**Given exercise:** Reproduce every item below verbatim, omitting the pictures from your output.

>> begin Extracted information

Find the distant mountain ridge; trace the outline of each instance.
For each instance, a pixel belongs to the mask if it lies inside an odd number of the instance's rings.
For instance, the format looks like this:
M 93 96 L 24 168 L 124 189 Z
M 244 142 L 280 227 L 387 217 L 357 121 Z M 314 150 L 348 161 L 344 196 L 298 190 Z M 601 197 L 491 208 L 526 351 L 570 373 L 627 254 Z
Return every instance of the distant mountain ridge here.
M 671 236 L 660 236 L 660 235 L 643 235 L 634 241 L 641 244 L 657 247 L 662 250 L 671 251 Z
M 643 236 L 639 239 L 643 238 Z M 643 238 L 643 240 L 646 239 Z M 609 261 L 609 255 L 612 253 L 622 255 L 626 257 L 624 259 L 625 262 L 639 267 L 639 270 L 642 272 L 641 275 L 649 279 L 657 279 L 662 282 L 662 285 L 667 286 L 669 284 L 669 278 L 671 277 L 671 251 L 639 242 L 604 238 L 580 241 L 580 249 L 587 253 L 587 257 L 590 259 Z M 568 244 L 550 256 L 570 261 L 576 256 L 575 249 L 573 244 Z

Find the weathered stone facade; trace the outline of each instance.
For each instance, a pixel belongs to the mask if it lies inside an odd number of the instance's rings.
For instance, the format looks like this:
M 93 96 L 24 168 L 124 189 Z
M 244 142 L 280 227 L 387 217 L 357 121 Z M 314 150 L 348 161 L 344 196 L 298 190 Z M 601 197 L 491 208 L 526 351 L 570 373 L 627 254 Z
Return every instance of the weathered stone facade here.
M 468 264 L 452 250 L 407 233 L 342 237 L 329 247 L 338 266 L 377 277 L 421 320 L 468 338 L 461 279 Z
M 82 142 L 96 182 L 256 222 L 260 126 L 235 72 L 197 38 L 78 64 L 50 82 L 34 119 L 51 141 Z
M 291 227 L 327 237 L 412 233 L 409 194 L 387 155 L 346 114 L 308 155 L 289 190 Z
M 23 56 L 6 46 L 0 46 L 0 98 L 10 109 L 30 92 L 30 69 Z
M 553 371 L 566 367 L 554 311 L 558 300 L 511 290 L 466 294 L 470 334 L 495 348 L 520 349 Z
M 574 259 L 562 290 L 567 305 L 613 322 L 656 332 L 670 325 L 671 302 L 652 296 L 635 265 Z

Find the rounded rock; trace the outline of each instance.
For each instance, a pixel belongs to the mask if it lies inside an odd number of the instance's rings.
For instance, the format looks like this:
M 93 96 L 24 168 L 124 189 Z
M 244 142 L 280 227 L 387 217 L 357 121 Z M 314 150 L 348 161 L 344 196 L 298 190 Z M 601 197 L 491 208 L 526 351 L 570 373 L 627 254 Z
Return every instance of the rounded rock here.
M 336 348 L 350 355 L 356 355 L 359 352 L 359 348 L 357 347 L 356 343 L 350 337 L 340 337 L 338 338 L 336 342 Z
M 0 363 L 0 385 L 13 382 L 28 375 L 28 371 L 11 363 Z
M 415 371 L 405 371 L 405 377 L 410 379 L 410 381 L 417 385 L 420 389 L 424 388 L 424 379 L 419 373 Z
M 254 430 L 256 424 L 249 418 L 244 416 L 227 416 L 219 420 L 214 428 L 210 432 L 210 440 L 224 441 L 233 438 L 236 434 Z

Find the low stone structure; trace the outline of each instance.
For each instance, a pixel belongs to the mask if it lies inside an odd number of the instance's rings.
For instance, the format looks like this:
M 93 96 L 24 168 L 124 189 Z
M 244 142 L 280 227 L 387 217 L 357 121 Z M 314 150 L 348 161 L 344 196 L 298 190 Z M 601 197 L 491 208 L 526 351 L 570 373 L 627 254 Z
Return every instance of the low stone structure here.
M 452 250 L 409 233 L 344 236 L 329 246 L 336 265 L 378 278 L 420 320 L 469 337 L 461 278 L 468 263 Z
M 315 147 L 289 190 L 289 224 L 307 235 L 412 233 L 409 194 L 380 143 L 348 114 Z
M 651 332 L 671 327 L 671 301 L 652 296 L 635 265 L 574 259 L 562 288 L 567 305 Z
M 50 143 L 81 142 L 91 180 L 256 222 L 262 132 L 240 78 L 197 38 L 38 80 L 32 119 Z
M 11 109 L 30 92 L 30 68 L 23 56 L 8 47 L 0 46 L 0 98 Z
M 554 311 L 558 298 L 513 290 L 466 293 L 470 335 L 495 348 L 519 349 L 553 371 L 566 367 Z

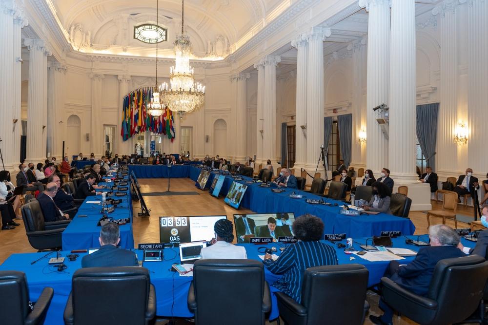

>> end Extracted information

**Response to this exercise:**
Find the distant mountain ridge; trace the outline of each instance.
For each instance, a pixel belongs to the mask if it lies inside an odd number of the instance's rings.
For instance, the format looks like this:
M 93 96 L 24 168 L 124 189 Z
M 244 142 L 280 227 L 387 217 L 357 121 Z M 314 150 L 348 161 L 344 196 L 298 190 Z M 601 197 L 491 208 L 526 351 L 570 373 L 627 254 Z
Return every instance of the distant mountain ridge here.
M 671 236 L 660 236 L 660 235 L 643 235 L 634 241 L 641 244 L 657 247 L 662 250 L 671 251 Z
M 643 236 L 639 239 L 643 238 Z M 643 238 L 643 240 L 646 239 Z M 609 261 L 609 255 L 612 253 L 622 255 L 626 257 L 624 259 L 625 262 L 639 267 L 639 270 L 642 272 L 641 275 L 649 279 L 657 279 L 662 282 L 662 285 L 667 286 L 669 284 L 669 278 L 671 277 L 671 251 L 639 242 L 604 238 L 580 241 L 580 249 L 587 253 L 587 257 L 590 259 Z M 568 244 L 550 256 L 570 261 L 576 256 L 575 249 L 573 244 Z

Find the weathered stone facade; trace the outline of each instance.
For each instance, a pixel belongs to the mask if it lies inside an odd number of the instance's rings.
For instance, the format looks like this:
M 93 96 L 24 168 L 124 189 Z
M 244 142 L 280 227 L 387 217 L 357 121 Z M 314 150 L 348 161 L 344 196 L 298 190 Z M 601 197 L 491 208 L 526 351 L 570 373 L 627 254 Z
Return every instance of the weathered stone facade here.
M 468 264 L 452 250 L 407 233 L 342 237 L 329 247 L 338 266 L 377 277 L 421 320 L 468 338 L 461 279 Z
M 82 142 L 96 182 L 256 222 L 260 126 L 235 72 L 197 38 L 78 64 L 50 82 L 34 119 L 51 141 Z
M 291 227 L 327 237 L 412 233 L 409 194 L 387 155 L 346 114 L 308 155 L 289 190 Z
M 23 56 L 6 46 L 0 46 L 0 98 L 10 109 L 30 92 L 30 69 Z
M 553 371 L 566 367 L 554 311 L 558 300 L 511 290 L 466 294 L 470 334 L 495 348 L 520 349 Z
M 574 259 L 562 290 L 567 305 L 613 322 L 656 332 L 670 325 L 671 302 L 652 296 L 635 265 Z

Find the rounded rock; trace the outline of each instance.
For each instance, a pixel belongs to the mask if it lies inside an odd number of the instance's rings.
For instance, the format looks like this:
M 93 96 L 24 168 L 124 189 Z
M 244 142 L 280 227 L 387 217 L 357 121 Z M 314 150 L 348 161 L 344 196 L 298 190 Z M 601 197 L 491 208 L 526 351 L 570 373 L 627 254 Z
Return every instance of the rounded rock here.
M 336 348 L 350 355 L 356 355 L 359 352 L 359 348 L 357 347 L 356 343 L 350 337 L 340 337 L 338 338 L 336 342 Z
M 0 363 L 0 385 L 13 382 L 28 375 L 28 371 L 11 363 Z
M 415 371 L 405 371 L 405 377 L 410 379 L 410 381 L 417 385 L 420 389 L 424 388 L 424 379 L 419 373 Z
M 254 430 L 256 424 L 249 418 L 244 416 L 227 416 L 219 420 L 214 428 L 210 432 L 210 440 L 224 441 L 233 438 L 236 434 Z

Find the low stone structure; trace the outline of each instance.
For each instance, a pixel belongs to the mask if it lies inside an odd number of the instance's rings.
For instance, the format looks like this:
M 93 96 L 24 168 L 124 189 Z
M 244 142 L 280 227 L 387 217 L 357 121 Z M 314 150 L 348 161 L 344 196 L 298 190 Z M 601 197 L 491 208 L 526 351 L 570 373 L 627 254 Z
Return every instance of the low stone structure here.
M 452 250 L 409 233 L 344 236 L 329 246 L 336 265 L 378 278 L 420 320 L 469 337 L 461 278 L 468 263 Z
M 315 147 L 289 190 L 289 224 L 307 235 L 412 233 L 409 194 L 380 143 L 348 114 Z
M 651 332 L 671 327 L 671 301 L 652 296 L 635 265 L 574 259 L 562 288 L 567 305 Z
M 50 143 L 81 142 L 91 180 L 256 222 L 262 132 L 240 78 L 197 38 L 38 80 L 32 119 Z
M 11 109 L 30 92 L 30 68 L 23 56 L 8 47 L 0 46 L 0 98 Z
M 554 311 L 558 298 L 513 290 L 466 293 L 470 335 L 495 348 L 519 349 L 553 371 L 566 367 Z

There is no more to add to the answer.